■ Tasks and exercises:
A: Decide whether each statement agrees with the portrait of retiree Herbert Friedman, answering yes or no and quoting the words of the text that settle it: (i) the Automobile Club's original pension plan was unfunded; (ii) Friedman took early retirement at 65; (iii) Friedman gave up a share of his benefits so that his wife Rita would have full pension protection if he died.
B: Pick up the portrait of retiree Herbert Friedman after its last sentence and carry it on.

■ Extract:
Table of Contents | Published in July 1996

Portrait of a Retiree: Herbert Friedman

Retired field representative, Automobile Club of New York

By PS | July 1996

Retired field representative, Automobile Club of New York

Personal savings, Social Security, and some careful thinking about exactly how much he would need to retire on have provided Herbert Friedman with an income on which he lives modestly but contentedly in his senior years. When he went to work for the Automobile Club of New York in 1948, the age of ERISA protections was years away and the auto club offered only an unfunded pension plan, with retirement at 50% of the last year's salary after 20 years of service. But in 1966, just two years shy of Friedman's twentieth anniversary, the club terminated the plan and switched to a new one that is tax-exempt and fully funded.

After calculating down to the penny how much income he would need in retirement, Friedman elected to forfeit 6% of his pension benefits annually and take early retirement at 62. He gave up another 25% of those benefits in order to provide his wife Rita with 100% pension protection in the event of his death.

He and Rita now live on a fixed pension of $8,688 per year from the Automobile Club, a combined $15,446 in Social Security benefits, and about $3,000 from interest on certificates of deposit and a five-year annuity.

■ Supplied material:
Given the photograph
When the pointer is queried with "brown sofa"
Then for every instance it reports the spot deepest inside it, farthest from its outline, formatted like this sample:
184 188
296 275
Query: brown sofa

■ Task results:
A:
(i) Yes: "the auto club offered only an unfunded pension plan"
(ii) No: "take early retirement at 62"
(iii) Yes: "He gave up another 25% of those benefits in order to provide his wife Rita with 100% pension protection in the event of his death."

B:
Friedman learned to count his pennies by example. He came of age in New York during the Depression. "I watched my father walk every morning about eight miles from our apartment on 184th Street in the Bronx to the garment district on 28th Street in Manhattan, and back again every evening, because he didn't want to waste a nickel on the subway," Friedman recalls with obvious pride and affection.

He graduated from Evander Childs High School in the Bronx in 1941, attended trade schools, and got a job as a sheet metal worker before joining the Air Force as an enlisted man at 21. With only a commercial high school diploma, he passed the rigorous exams and training to be a pilot. "I spent three wonderful years stateside," he recalls happily. "I got to fly, I didn't have to drop any bombs on anyone, and no one had to shoot at me."

After leaving the Air Force he worked in a gas station in the Bronx until his mother asked him one day, "When are you going to get a clean job?" So, in 1948, he took a job as a telephone receiver-dispatcher for the Automobile Club, where he stayed until 1983. In between he held 13 different positions, the last 10 years as a field representative in Brooklyn and Staten Island. Field reps handle complaints from service stations and from club members, identify new stations, and train their drivers.

The job was full of the unexpected. On one memorable night Friedman was called to help out at a station in the Flatbush section of Brooklyn that was overwhelmed with a heavy volume of emergency road service calls. At about 7 p.m. the owner emerged from his office dressed to the nines, and slipped away before Friedman could protest. "It turns out he was madly in love with a belly dancer at a Greek club down on the west side of Manhattan and no one could keep him away from her," Friedman relates. "The man was so crazy about her that he gave her a Mercedes. No one knows where he got the money."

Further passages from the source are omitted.